→ **O que fazer**:
1) Imprima a parte do texto sobre arbitragem que vai de "Ao contrário da" até "da arbitragem brasileira.", incluindo esses dois trechos.
2) Segundo o texto sobre arbitragem, quantos projetos que pretendem alterar a lei de arbitragem tramitam no Congresso Nacional?
3) Retome o texto sobre arbitragem a partir do ponto em que ele termina.

→ **Trecho**:
※
Uso equivocado da arbitragem: prejuízo para o Brasil

Valor Econômico
4/3/2024

O assoberbamento do Poder Judiciário é um velho problema do Brasil. O crescimento do número de demandas, decorrente da cultura do litígio, faz com que o volume de processos não seja absorvido pelo Estado. Com isso, a duração de uma ação vira ativo no planejamento dos grandes litigantes. O direito de ação de consumidores violados se transforma em negócio para novas empresas.

Nessa conjuntura, a arbitragem tornou-se ferramenta preciosa, dissociada da estrutura estatal. Mais do que independente, o método atende a demanda do ambiente negocial de alta complexidade, com soluções eficientes e céleres.

E não poderia ser diferente, ao adotar a mesma sistemática para arbitragem doméstica e internacional, alinhada com as melhores práticas mundiais, originárias da Lei Modelo Uncitral, a Lei nº 9.307/96 atraiu demandas societárias, contratos de infraestrutura, energia, dentre outros. As características da arbitragem – especialidade, agilidade e confidencialidade – passaram a ser sua maior propaganda.

Tal sucesso culminou na iniciativa de aplicar o instituto da arbitragem como panaceia para todos os males. Nesse sentido, tramitam no Congresso Nacional mais de 150 projetos que pretendem alterar a lei de arbitragem.

Apesar de especialistas envidarem seus maiores esforços para demonstrar ao Poder Legislativo que a vasta maioria dos projetos não passa de um desserviço para o Brasil, recentemente no Marco Legal das Garantias incluiu-se a possibilidade de tabeliães atuarem como árbitros e mediadores.

Ao contrário da capilarização defendida pela iniciativa legal, a reforma promovida pela Lei nº 14.711/2023 revela-se impertinente, por afrontar o caráter privado dos métodos de solução de disputas, mas também por sujeitá-los ao regime público, que é naturalmente incompatível com as diretrizes da justiça particular, confundindo o cidadão comum quanto ao seu uso. E mais: poderá colocar em xeque a credibilidade internacional da arbitragem brasileira.
※
→ **Informações fornecidas**:
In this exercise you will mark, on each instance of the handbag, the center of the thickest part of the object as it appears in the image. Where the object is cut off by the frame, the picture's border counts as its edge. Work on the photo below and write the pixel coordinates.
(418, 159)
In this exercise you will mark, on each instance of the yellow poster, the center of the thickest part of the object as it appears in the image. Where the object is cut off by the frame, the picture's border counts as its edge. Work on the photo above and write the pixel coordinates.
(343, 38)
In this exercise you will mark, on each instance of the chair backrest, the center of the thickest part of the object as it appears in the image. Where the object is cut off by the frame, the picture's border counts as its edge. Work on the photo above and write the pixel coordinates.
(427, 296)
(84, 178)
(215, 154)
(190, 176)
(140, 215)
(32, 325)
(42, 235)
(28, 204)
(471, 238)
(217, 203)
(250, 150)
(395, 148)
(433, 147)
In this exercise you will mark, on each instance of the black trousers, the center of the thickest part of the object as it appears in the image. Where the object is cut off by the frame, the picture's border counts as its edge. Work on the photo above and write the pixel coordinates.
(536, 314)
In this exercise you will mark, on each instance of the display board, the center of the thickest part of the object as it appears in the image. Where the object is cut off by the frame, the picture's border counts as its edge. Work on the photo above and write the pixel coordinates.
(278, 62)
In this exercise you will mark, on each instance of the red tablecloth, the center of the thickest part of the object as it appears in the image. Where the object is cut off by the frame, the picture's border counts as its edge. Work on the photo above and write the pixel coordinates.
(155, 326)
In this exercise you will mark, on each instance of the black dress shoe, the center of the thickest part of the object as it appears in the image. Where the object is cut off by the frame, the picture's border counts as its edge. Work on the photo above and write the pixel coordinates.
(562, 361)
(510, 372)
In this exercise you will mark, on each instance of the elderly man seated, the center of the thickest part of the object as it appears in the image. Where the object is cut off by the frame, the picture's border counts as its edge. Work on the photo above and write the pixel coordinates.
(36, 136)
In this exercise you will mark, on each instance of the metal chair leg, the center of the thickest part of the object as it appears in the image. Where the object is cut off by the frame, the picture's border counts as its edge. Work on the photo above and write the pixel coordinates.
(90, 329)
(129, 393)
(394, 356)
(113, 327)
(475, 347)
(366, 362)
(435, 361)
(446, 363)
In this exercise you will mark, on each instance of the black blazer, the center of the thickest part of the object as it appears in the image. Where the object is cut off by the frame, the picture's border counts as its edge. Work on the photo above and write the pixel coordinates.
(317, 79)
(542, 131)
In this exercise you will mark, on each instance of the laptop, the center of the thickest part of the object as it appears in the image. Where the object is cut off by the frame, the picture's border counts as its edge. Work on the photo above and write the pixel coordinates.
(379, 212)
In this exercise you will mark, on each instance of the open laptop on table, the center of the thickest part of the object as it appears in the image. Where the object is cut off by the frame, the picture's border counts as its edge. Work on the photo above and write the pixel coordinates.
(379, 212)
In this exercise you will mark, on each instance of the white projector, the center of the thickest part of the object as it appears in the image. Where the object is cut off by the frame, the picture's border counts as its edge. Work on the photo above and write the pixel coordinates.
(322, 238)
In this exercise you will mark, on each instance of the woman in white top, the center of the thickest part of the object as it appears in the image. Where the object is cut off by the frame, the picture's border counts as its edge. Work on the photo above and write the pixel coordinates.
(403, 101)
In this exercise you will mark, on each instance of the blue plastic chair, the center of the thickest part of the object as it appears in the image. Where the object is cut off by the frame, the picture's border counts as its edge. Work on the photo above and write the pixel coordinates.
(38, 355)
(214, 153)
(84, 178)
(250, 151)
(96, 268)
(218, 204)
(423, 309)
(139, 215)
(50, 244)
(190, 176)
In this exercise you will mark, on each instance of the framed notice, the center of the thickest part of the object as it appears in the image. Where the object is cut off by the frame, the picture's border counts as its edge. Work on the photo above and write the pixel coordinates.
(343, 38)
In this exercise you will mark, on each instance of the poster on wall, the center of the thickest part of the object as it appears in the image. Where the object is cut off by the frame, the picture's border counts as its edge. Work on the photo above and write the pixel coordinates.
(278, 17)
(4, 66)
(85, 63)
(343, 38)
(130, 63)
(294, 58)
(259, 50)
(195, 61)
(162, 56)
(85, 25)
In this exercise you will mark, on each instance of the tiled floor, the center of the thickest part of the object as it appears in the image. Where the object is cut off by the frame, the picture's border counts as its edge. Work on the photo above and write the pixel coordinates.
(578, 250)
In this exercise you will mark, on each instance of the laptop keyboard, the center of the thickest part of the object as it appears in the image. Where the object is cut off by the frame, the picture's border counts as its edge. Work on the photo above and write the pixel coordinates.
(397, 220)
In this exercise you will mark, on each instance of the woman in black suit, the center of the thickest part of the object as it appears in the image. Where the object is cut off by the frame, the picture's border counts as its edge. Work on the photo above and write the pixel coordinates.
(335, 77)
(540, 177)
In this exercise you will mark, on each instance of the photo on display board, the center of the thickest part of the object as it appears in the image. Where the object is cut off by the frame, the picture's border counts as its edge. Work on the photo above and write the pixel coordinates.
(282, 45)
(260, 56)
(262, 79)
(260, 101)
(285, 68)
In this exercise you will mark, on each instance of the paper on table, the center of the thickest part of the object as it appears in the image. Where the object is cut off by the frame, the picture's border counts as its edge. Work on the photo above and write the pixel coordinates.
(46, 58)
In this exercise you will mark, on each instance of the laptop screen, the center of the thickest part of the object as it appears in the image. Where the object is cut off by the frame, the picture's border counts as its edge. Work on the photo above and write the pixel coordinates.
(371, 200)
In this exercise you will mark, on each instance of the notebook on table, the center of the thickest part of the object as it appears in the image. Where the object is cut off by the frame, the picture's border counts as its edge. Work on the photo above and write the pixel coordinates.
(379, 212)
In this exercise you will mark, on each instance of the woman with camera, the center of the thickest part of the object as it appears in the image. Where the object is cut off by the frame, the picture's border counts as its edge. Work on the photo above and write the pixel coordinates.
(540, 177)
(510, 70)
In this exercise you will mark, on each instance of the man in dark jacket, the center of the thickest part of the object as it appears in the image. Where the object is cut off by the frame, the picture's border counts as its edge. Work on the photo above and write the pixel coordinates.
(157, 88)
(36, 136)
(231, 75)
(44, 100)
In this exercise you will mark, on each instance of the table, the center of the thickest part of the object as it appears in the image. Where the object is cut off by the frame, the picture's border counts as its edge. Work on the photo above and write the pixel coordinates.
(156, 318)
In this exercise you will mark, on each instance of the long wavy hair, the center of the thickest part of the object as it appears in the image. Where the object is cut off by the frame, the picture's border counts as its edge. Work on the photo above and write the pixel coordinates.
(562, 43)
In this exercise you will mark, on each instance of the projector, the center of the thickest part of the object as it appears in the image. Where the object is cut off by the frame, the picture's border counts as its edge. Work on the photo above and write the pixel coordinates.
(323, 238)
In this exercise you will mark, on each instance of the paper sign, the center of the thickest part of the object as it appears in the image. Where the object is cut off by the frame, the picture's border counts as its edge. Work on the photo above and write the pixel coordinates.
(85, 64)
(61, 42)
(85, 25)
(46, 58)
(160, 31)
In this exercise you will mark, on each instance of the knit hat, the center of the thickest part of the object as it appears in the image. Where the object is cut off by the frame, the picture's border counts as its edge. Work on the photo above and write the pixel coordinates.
※
→ **Respostas**:
1)
Ao contrário da capilarização defendida pela iniciativa legal, a reforma promovida pela Lei nº 14.711/2023 revela-se impertinente, por afrontar o caráter privado dos métodos de solução de disputas, mas também por sujeitá-los ao regime público, que é naturalmente incompatível com as diretrizes da justiça particular, confundindo o cidadão comum quanto ao seu uso. E mais: poderá colocar em xeque a credibilidade internacional da arbitragem brasileira.

2) Mais de 150 projetos.

3)
A permissão dada aos tabeliães para exercerem essas funções certamente induzirá a população a erro, imaginando estar diante de um ente estatal, protegido pelo Judiciário, mas, em verdade, ao celebrar, uma escritura no cartório, dificilmente o signatário entenderá que escolheu uma justiça privada, remunerada, renunciando ao sistema estatal.

A Constituição Federal assegura a todo cidadão brasileiro o direito de acesso à justiça, que, a depender do caso, pode ser gratuita, garantida por magistrados concursados, cujo encargo é a prestação de serviços jurisdicionais, independentemente do valor envolvido, desde os casos de disputa de terras, cobrança de dívidas, despejos, compra e venda, dentre tantos temas que lhes são confiados.

Os árbitros, por sua vez, no exercício de uma atividade privada, quando escolhidos, devem ser remunerados para exercer sua função judicante, não existindo, nessa seara, justiça gratuita ou acesso ao segunda grau de jurisdição.

O cidadão tem o direito de escolher o Judiciário, de poder ter acesso à justiça gratuita, se for necessário. A renúncia a tal direito e a escolha pela arbitragem decorrem do livre consentimento, que caminha pari passu com o livre exercício de sua autonomia da vontade.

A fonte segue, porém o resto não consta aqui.